• WHAT TO DO: The output should be exactly the lines from the one containing "[detect] herb bunch" through the last line of the records, and only those.

[Collected data entries]

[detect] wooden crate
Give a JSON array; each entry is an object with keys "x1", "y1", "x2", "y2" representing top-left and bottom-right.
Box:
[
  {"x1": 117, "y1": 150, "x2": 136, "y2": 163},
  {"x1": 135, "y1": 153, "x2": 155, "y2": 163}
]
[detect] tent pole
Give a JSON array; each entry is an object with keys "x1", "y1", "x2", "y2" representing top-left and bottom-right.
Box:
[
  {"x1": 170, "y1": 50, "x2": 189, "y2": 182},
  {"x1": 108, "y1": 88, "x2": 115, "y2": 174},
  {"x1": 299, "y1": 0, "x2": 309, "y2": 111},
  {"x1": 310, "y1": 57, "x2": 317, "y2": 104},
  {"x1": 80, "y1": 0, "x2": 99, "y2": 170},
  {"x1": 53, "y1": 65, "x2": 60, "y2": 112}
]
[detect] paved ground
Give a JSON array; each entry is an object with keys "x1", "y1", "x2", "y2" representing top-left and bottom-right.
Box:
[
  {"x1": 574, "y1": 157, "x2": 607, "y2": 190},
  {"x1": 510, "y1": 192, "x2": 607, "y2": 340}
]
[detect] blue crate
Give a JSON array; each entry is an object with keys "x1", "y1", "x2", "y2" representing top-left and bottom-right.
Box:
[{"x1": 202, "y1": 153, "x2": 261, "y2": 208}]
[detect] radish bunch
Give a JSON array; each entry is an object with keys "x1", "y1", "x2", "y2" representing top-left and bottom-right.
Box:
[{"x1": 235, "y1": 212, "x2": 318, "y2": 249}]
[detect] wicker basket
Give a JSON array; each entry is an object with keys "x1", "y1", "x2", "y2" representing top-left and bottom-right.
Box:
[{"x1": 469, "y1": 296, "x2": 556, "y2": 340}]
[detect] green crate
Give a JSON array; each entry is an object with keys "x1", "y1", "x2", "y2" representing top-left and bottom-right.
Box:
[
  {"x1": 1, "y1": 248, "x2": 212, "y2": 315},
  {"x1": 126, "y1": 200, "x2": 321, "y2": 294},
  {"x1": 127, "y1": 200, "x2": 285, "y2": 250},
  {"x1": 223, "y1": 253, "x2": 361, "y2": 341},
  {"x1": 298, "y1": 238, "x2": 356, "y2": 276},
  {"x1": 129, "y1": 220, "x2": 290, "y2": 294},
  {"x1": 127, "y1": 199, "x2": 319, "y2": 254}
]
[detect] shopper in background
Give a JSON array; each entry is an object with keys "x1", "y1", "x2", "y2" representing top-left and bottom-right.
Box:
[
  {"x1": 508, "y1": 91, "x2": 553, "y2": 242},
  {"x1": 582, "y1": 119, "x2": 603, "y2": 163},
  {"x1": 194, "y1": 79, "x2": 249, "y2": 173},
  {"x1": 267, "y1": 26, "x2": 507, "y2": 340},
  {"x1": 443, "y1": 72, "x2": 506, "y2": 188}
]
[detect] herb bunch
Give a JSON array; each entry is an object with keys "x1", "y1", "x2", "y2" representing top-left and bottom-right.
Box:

• TASK RESULT:
[detect] herb bunch
Give a JSON array; each entry is an object with keys "x1", "y1", "x2", "y2" representing top-left and bottom-right.
Box:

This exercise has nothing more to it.